::: Excerpted records :::
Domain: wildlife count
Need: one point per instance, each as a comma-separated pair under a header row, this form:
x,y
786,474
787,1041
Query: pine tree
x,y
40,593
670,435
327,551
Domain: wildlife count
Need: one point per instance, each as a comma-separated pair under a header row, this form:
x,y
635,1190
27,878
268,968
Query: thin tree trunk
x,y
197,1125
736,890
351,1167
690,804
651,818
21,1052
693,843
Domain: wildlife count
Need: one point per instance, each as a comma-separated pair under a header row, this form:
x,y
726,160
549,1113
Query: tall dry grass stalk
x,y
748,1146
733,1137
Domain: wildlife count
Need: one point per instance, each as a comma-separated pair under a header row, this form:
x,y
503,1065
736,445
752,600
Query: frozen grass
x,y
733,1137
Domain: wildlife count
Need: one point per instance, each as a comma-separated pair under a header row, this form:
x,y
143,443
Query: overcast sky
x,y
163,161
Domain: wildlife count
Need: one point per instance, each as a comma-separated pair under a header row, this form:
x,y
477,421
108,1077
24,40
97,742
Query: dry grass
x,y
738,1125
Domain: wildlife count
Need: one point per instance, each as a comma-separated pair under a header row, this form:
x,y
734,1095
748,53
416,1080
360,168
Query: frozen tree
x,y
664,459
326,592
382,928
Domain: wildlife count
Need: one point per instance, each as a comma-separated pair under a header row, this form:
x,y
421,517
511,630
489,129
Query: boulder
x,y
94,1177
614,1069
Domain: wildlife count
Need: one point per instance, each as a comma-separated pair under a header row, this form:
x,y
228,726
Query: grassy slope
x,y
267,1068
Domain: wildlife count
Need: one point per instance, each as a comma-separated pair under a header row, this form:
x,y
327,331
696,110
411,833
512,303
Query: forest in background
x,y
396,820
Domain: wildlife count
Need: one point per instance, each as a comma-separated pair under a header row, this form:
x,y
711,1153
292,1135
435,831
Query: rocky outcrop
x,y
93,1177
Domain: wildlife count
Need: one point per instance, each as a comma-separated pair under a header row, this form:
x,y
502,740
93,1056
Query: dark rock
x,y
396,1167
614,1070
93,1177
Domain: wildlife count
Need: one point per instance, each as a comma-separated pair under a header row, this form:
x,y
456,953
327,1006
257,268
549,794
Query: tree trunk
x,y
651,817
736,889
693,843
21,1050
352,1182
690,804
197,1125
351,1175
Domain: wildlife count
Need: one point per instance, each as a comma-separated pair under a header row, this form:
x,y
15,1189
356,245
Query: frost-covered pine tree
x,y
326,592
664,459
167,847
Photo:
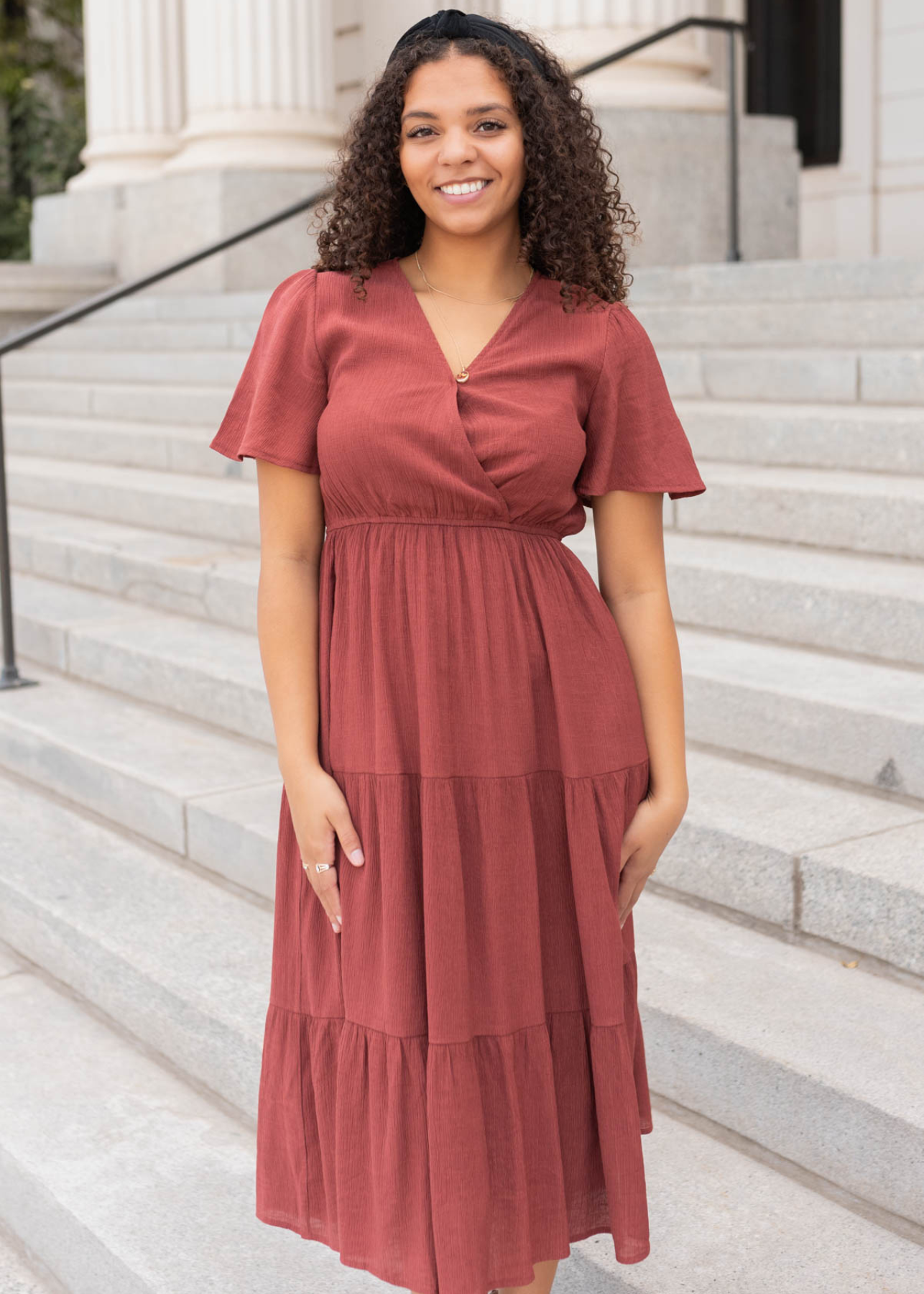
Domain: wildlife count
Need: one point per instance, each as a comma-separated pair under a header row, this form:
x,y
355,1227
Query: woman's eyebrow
x,y
473,111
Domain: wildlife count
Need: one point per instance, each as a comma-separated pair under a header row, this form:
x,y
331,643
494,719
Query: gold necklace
x,y
462,375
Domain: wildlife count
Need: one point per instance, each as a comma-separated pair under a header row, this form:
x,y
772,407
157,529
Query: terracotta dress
x,y
455,1086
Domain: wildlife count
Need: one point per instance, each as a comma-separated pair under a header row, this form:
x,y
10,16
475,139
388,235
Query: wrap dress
x,y
455,1086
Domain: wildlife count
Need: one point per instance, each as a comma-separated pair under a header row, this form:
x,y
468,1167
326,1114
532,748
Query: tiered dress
x,y
455,1086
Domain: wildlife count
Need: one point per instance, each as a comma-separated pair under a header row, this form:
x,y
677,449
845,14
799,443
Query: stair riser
x,y
865,441
809,896
810,377
851,1143
224,600
852,523
783,283
201,407
234,522
826,325
870,624
153,451
177,368
872,750
201,1046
:::
Send back the data above word for word, with the pictures left out.

Problem solution:
Domain: wildlife count
Need: one point per instance, each as a comma-separated pair under a header row, this form:
x,y
786,474
787,1041
Query: pine tree
x,y
40,593
670,435
327,551
Domain: wildlife count
Need: one point per instance, each as a comma-separated pair under a header row, this form:
x,y
635,1190
27,878
268,968
Query: thin tree trunk
x,y
197,1125
736,890
351,1167
690,804
651,818
21,1052
693,843
Domain: wildlife count
Need: one point per instance, each as a comma-separated pair under a header row, this form:
x,y
726,160
549,1113
Query: tall dry grass stalk
x,y
748,1146
733,1137
Domain: wildlife count
Need: one point per instance, each as a comma-separated pair under a header row, this form:
x,y
503,1065
736,445
752,600
Query: frozen grass
x,y
733,1137
Domain: wildlife count
Need: one point per instance, each as a comma-separated pair under a header row, this form:
x,y
143,443
Query: overcast sky
x,y
163,161
Domain: wildlife count
Need: one point per instance, each as a comma-separated pair under a header row, this form:
x,y
477,421
108,1077
24,40
97,742
Query: dry grass
x,y
738,1125
Domain: wildlife count
Need: one point per instance, each as a comma-separated pair under a header row, this form:
x,y
734,1095
748,53
416,1080
360,168
Query: frozen tree
x,y
664,459
326,592
382,928
Domain: wildlife count
Need: one point per instance, each as a comma-separated pair under a header row, this form:
x,y
421,517
511,630
489,129
Query: boulder
x,y
94,1177
614,1069
Domain: wildlife count
Need: one point per instance, each as a comma-separated pair under a header row, this form:
x,y
228,726
Query: grassy slope
x,y
267,1068
Domain: wildlife count
Need: one point per instance, each as a comma-separated pair under a header row, this form:
x,y
327,331
696,110
411,833
512,303
Query: forest in background
x,y
396,820
Domain: wildlife count
Need: one point per instance, each as a comma-separated pair under a header row, this form:
x,y
711,1153
292,1135
435,831
Query: rocky outcrop
x,y
93,1177
Domain: wildlife count
Need: one point per instance, each as a comma-separated pair under a header row, this form:
x,y
502,740
93,1056
Query: dark rock
x,y
396,1167
614,1070
93,1177
Domain: wildlife count
Need: one point per instance, each as a comma-separated pair under a header row, this form:
x,y
456,953
327,1006
257,268
549,794
Query: tree trunk
x,y
651,817
736,889
693,843
21,1050
352,1182
690,804
197,1125
351,1175
Domain: wildlife count
Need: one point per instance, each as a comma-separated pair under a header row, this form:
x,y
15,1189
356,245
Query: frost-covered pine tree
x,y
326,592
664,459
167,847
Photo:
Domain: wildlife count
Need: one point per instance, each as a comma-separated pair under a header row, this form:
x,y
355,1227
Query: woman's eyebrow
x,y
473,111
Domain: wildlife count
Need: one point per instance, each as a comma-separated pair under a header row, this form:
x,y
331,643
494,719
Query: gold necklace
x,y
462,375
Domain: wildlife count
Need: one point per instance, each as a comma-separated pair under a header row, this form:
x,y
772,407
157,529
Query: terracotta dress
x,y
455,1086
Domain: wildlife count
Need: one point per instance, each as a comma-separated pair under a header row, this form:
x,y
10,16
475,139
388,235
Query: wrap dress
x,y
455,1086
Domain: wildlife count
Need: one point per instance, each as a comma-separated pair under a header row, this form:
x,y
468,1167
326,1114
532,748
Query: tiered dress
x,y
455,1086
Domain: wildlife count
Need: one point per instance, each as a comma-separated pair under a header row, this form:
x,y
677,449
845,14
799,443
Query: stair riser
x,y
865,441
809,896
810,377
851,1143
224,600
852,523
783,283
201,407
234,522
826,325
870,624
153,451
177,368
872,750
201,1046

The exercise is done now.